▶ Problem statement:
Lines from the first one down to the one containing "the wooden lookout structure" in the data below are the only ones needed; please return them exactly, both ends included.

Top of Data listing

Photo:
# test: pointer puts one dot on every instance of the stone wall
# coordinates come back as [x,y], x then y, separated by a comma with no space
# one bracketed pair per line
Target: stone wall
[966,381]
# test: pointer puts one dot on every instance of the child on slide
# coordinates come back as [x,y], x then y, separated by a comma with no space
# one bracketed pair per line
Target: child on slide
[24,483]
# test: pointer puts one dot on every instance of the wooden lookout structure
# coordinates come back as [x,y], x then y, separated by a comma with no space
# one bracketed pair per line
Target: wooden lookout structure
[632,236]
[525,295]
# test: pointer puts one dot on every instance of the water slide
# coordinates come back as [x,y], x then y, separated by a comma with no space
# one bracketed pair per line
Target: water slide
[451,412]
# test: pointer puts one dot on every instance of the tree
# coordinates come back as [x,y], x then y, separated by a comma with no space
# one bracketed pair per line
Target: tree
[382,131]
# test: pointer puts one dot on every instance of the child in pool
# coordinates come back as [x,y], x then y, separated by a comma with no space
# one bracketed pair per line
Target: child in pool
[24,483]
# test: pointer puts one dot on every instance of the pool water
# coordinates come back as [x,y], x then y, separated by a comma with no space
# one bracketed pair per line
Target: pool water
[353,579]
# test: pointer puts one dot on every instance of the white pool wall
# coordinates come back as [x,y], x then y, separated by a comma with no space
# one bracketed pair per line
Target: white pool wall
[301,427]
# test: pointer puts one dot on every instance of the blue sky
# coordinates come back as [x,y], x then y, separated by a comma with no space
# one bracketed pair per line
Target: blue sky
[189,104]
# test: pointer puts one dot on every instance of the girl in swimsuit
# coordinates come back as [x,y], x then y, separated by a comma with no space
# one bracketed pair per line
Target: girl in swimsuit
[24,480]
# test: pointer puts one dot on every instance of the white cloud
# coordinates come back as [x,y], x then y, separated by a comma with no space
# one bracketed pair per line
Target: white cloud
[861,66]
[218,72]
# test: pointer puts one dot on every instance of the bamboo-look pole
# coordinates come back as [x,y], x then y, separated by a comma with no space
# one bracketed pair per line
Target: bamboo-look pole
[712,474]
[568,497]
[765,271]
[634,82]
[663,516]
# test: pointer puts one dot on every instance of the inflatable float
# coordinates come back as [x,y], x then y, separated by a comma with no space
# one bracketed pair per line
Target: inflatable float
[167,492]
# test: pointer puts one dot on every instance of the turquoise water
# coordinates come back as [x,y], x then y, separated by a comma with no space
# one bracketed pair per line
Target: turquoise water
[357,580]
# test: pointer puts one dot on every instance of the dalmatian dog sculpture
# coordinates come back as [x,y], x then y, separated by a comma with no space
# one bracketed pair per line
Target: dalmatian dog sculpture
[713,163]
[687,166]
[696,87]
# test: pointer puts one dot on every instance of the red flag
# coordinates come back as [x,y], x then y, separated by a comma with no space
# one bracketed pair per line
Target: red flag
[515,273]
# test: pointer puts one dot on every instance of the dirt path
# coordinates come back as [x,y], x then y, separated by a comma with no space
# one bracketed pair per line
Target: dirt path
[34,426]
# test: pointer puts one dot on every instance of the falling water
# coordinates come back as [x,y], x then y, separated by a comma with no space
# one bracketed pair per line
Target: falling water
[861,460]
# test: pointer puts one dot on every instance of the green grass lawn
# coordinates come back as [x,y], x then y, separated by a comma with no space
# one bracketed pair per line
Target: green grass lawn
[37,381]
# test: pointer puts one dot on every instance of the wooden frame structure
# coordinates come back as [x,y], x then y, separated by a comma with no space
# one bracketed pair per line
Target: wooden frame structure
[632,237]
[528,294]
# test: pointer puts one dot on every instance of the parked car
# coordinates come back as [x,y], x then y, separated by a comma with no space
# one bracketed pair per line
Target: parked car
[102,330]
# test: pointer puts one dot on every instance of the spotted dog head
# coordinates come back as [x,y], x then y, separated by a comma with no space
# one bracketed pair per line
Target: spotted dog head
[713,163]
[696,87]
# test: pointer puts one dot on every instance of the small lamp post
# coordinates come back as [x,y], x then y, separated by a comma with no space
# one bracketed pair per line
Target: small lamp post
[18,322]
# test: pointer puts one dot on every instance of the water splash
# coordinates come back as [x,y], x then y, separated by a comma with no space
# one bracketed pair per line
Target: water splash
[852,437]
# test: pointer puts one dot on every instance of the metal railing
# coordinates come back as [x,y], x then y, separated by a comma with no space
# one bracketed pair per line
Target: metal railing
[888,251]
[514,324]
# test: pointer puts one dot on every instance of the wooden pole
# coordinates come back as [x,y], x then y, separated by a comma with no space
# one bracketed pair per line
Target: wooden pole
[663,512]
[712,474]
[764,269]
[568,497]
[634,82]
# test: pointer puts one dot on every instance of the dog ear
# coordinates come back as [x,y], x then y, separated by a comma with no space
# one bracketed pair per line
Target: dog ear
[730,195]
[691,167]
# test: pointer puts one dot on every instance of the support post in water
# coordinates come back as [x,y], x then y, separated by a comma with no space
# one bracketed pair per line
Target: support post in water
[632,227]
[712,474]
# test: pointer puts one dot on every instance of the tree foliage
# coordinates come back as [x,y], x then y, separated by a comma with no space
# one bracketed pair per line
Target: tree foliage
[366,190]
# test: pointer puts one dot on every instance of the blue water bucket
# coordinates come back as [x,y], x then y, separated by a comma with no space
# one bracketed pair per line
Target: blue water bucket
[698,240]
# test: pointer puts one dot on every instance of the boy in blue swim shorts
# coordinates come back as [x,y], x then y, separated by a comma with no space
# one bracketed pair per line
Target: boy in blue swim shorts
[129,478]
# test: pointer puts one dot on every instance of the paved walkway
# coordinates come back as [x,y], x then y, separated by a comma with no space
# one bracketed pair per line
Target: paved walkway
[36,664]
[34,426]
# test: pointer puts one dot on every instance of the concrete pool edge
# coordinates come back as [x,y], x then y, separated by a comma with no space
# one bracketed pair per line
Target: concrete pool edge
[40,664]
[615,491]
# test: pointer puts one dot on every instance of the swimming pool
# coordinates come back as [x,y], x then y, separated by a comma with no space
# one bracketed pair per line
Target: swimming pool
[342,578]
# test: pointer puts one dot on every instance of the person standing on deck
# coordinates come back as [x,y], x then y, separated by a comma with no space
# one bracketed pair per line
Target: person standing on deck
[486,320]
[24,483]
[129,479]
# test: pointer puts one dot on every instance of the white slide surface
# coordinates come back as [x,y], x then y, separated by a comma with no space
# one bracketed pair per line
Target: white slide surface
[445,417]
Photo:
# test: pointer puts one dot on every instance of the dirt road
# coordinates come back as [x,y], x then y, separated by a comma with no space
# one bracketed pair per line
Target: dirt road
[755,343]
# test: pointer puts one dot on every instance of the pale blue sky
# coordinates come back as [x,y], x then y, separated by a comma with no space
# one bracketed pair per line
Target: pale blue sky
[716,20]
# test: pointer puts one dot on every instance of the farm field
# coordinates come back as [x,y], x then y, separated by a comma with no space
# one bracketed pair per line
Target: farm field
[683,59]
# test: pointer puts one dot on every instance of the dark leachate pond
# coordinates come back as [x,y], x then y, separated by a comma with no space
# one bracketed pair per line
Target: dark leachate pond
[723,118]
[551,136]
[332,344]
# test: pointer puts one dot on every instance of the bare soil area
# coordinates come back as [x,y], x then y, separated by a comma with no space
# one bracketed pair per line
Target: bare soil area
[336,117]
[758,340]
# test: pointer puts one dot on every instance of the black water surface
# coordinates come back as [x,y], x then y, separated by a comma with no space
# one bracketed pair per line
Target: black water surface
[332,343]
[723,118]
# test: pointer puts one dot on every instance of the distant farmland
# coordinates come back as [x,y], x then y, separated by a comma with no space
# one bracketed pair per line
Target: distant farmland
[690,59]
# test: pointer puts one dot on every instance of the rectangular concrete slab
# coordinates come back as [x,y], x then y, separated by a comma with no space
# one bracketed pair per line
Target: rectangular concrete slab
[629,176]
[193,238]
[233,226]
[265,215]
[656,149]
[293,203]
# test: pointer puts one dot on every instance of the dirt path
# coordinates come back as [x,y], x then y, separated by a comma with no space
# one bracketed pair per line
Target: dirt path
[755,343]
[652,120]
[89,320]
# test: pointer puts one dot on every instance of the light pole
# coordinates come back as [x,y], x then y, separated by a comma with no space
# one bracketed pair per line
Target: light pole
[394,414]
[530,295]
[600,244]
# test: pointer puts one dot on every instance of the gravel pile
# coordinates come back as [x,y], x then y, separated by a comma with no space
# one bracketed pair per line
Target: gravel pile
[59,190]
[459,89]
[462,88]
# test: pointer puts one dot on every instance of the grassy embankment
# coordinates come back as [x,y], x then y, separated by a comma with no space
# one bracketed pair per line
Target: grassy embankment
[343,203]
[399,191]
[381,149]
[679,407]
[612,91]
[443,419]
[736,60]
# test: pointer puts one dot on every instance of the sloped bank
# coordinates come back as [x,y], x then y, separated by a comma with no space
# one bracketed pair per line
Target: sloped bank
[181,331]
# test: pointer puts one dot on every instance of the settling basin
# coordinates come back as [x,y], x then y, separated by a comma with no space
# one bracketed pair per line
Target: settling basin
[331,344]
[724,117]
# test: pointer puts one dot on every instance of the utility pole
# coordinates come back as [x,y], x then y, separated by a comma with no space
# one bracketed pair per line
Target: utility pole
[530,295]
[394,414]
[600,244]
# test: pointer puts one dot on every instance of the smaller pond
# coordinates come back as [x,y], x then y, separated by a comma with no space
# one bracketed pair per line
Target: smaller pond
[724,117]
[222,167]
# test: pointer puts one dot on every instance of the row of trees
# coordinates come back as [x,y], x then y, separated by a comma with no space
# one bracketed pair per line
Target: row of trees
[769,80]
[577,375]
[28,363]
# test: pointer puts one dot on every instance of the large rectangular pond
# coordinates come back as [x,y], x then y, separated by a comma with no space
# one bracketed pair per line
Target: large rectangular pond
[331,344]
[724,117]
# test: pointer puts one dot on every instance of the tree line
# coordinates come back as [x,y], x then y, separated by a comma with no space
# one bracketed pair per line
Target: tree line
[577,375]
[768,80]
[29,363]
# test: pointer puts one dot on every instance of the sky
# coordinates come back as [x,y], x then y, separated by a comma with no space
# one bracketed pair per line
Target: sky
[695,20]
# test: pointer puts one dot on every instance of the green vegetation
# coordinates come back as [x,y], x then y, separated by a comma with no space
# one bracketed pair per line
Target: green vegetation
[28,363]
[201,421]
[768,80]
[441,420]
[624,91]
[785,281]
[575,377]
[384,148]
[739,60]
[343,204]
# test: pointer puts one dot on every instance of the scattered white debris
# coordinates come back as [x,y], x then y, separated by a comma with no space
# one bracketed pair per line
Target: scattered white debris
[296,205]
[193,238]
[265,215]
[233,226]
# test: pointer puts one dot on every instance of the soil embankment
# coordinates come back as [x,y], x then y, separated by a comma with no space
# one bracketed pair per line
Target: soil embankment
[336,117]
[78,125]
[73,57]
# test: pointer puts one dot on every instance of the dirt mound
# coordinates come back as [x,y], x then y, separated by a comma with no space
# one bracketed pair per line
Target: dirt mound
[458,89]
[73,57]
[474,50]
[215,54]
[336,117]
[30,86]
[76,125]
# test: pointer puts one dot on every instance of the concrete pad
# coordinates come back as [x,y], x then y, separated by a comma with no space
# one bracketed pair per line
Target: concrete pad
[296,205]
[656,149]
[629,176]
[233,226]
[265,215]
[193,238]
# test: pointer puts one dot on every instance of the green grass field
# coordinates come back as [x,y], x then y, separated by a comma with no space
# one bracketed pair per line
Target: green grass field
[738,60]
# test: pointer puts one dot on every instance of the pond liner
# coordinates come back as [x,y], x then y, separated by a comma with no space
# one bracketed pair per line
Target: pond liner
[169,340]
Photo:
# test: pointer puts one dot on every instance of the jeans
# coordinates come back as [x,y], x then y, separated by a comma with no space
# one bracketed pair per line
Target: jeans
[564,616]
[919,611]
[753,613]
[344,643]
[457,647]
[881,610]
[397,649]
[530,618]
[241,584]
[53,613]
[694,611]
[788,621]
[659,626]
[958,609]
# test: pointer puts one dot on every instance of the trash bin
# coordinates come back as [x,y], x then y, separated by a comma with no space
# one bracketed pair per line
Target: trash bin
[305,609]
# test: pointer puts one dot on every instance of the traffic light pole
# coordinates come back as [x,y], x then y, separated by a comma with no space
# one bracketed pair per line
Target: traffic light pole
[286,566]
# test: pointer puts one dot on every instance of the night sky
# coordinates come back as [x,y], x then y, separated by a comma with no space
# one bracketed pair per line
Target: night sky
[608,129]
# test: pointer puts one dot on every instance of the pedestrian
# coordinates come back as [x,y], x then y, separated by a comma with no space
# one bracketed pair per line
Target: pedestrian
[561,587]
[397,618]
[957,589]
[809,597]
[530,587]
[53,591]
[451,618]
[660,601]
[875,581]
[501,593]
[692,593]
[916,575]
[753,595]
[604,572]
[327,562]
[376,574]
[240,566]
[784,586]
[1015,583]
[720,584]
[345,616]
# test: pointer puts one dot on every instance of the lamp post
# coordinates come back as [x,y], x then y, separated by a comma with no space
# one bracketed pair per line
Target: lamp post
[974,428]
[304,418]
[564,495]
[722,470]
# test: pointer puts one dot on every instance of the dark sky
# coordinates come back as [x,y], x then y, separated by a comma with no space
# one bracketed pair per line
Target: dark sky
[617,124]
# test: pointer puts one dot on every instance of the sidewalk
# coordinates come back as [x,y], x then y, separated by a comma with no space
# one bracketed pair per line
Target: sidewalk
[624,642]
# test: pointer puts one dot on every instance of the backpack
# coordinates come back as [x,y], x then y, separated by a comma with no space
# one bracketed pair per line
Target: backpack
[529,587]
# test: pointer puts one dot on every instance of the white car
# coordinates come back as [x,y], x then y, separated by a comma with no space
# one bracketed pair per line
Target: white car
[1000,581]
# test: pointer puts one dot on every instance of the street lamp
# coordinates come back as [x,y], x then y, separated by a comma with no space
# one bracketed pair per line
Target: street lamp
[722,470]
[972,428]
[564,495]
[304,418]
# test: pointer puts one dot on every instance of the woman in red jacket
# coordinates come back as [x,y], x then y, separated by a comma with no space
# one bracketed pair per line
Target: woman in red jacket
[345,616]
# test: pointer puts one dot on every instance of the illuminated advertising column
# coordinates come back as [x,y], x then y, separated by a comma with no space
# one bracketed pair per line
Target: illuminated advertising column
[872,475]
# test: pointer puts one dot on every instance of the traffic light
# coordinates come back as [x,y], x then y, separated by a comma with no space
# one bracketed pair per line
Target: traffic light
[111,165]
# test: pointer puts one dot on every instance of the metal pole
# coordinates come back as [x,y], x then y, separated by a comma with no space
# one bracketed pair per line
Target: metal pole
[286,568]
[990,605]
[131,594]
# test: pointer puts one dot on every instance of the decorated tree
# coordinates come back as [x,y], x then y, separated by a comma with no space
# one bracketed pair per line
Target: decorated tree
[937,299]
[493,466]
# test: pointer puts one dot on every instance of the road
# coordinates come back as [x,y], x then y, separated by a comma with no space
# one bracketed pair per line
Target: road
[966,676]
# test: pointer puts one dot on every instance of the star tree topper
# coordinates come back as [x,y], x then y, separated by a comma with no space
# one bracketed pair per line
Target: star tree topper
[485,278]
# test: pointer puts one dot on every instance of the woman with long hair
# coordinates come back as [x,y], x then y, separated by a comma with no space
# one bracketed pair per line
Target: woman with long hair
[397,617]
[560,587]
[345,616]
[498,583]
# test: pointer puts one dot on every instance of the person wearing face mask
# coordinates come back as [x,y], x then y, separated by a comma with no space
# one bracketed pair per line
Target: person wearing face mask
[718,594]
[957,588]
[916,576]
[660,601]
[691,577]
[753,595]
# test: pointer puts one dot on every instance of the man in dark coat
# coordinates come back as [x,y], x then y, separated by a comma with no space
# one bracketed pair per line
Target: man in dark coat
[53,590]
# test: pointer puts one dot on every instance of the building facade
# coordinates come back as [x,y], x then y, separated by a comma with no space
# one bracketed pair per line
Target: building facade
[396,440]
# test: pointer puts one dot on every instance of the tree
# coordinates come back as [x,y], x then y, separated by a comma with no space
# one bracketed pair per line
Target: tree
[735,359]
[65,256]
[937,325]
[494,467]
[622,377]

Bottom of Data listing

▶ Exercise result:
Photo:
# test: pointer puts one dot on every instance of the stone wall
# coordinates come back as [x,y], x then y, separated by a comma with no space
# one bracketed pair per line
Target: stone wall
[966,381]
# test: pointer puts one dot on every instance of the child on slide
# coordinates come back as [x,y], x then y, separated by a comma with no space
# one bracketed pair per line
Target: child on slide
[24,483]
# test: pointer puts one dot on every instance of the wooden lookout structure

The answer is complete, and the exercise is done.